* **WRITTEN REQUEST**: Rewrite everything from the start of the records down to the line containing "[[310, 98]]", that line included, keeping every request and format sample unchanged. Multiply only the point coordinates in the answers by 0.65, and round each result to a whole number, with halves rounded up.

(Collected data)
»»

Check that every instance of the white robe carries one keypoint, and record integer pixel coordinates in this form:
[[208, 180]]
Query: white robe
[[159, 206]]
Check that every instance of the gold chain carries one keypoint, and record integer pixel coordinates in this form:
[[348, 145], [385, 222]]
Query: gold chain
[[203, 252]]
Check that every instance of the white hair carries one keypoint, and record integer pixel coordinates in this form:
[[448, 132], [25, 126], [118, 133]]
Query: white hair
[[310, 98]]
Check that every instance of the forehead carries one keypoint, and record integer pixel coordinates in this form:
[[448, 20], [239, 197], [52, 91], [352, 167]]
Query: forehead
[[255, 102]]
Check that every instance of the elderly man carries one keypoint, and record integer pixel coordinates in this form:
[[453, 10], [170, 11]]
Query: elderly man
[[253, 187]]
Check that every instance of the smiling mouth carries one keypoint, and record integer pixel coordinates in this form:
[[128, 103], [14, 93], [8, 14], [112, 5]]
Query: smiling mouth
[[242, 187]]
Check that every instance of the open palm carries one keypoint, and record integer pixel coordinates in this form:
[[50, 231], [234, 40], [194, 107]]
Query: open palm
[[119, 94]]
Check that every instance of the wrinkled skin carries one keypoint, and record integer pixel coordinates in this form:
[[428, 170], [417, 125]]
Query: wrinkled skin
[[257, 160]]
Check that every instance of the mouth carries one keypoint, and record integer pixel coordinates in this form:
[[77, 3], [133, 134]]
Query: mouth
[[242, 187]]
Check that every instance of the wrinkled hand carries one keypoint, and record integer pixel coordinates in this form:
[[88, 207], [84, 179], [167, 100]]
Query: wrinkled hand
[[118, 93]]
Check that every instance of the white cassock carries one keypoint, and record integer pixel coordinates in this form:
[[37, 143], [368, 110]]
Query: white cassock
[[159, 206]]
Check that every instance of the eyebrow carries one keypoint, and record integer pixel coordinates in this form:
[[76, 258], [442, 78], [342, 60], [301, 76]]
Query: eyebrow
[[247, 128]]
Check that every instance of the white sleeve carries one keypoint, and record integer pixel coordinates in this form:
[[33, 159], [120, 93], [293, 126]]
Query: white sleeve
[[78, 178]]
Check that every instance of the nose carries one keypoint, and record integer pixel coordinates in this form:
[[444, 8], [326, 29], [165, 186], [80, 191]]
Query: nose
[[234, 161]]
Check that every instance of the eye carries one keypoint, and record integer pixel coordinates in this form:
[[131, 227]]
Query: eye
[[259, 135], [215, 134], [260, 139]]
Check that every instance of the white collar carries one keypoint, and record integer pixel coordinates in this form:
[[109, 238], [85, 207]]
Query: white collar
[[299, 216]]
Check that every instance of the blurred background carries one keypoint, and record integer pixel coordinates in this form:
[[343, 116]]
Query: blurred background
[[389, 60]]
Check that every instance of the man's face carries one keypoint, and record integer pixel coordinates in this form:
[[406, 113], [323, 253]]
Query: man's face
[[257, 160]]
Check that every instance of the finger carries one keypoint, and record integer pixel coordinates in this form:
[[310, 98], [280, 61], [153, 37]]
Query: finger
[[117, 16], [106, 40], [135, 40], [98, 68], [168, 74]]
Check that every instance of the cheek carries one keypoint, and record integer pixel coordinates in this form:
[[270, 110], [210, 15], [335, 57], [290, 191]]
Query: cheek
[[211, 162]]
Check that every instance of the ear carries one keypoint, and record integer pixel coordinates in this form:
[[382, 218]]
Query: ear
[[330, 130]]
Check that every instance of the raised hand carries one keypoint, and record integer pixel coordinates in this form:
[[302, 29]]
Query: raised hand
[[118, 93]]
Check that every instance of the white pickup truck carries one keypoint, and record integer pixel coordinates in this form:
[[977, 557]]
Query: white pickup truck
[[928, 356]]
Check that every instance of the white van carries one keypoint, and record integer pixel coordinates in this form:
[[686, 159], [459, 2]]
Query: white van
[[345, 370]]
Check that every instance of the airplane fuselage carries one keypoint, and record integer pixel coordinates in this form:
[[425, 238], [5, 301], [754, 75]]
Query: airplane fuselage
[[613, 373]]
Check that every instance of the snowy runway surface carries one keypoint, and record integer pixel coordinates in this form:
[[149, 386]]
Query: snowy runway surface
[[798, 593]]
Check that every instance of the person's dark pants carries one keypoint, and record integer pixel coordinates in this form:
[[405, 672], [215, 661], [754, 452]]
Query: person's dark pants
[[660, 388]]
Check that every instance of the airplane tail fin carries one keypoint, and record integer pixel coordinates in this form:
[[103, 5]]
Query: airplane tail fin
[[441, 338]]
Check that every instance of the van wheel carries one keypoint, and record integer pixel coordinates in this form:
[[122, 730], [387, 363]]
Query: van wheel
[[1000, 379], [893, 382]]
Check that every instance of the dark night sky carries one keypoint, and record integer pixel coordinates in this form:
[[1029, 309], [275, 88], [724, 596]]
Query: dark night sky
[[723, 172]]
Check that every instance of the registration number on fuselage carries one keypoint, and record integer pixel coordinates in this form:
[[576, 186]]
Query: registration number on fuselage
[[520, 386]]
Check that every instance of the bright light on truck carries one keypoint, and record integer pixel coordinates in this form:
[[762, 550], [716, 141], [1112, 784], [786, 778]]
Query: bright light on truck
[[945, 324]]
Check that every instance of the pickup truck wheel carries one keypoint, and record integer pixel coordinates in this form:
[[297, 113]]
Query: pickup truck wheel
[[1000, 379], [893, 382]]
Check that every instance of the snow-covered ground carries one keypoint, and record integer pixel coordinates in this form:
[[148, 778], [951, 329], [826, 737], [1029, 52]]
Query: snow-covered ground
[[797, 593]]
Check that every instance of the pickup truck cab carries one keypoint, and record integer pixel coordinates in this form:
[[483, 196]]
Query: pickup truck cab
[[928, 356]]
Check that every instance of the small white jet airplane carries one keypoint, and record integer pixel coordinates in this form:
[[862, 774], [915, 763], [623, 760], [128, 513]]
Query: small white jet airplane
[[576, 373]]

««

* **RESULT BELOW**:
Check that every instance of the white robe carries one keypoint, and record integer pixel coordinates in this form:
[[208, 180]]
Query: white robe
[[103, 134]]
Check that every instance of the gold chain carries one keypoint, and record integer pixel coordinates in this form:
[[348, 145], [385, 222]]
Query: gold chain
[[132, 164]]
Check that every instance of the white hair carries one keypoint, and record integer pixel coordinates in this form:
[[448, 132], [25, 126], [118, 133]]
Query: white hair
[[202, 64]]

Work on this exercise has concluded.